Begin THE INPUT

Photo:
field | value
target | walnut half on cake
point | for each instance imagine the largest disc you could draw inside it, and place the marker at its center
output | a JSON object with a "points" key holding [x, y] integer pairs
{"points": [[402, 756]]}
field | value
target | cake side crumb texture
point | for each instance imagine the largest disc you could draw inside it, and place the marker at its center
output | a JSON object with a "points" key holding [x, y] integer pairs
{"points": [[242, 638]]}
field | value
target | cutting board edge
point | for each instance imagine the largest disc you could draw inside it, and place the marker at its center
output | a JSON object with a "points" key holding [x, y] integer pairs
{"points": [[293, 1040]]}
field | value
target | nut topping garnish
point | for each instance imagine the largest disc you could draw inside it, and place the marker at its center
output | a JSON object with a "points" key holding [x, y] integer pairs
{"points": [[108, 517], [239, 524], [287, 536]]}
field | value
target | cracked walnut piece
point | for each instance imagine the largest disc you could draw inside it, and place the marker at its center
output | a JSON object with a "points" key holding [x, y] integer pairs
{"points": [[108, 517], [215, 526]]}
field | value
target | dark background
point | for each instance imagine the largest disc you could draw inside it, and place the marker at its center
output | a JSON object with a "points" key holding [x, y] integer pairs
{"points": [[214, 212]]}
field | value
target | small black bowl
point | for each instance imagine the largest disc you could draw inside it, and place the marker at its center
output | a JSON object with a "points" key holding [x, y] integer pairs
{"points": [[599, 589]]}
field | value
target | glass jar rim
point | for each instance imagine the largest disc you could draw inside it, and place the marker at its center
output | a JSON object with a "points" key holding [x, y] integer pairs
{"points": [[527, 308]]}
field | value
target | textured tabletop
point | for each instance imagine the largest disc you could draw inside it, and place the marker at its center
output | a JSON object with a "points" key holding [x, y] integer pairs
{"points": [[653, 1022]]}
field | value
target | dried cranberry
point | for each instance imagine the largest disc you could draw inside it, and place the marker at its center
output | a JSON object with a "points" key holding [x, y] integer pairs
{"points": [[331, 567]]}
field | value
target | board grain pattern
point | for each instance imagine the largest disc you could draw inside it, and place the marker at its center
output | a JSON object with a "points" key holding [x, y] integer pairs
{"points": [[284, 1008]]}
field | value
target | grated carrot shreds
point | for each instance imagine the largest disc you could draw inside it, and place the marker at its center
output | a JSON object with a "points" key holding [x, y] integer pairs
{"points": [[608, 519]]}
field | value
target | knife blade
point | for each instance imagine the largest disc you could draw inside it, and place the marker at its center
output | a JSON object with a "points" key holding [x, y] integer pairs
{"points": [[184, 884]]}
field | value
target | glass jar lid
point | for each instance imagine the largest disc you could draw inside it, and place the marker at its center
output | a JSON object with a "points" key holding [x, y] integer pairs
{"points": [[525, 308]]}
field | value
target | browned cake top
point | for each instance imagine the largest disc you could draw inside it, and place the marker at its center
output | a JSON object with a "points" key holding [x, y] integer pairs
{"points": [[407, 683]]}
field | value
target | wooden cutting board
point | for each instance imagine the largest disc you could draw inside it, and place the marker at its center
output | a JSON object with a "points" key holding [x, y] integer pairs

End THE INPUT

• AIM OF THE TASK: List every line of the records above that contains the word "glass".

• SOLUTION FOR THIS TASK:
target | glass jar rim
target | glass jar lid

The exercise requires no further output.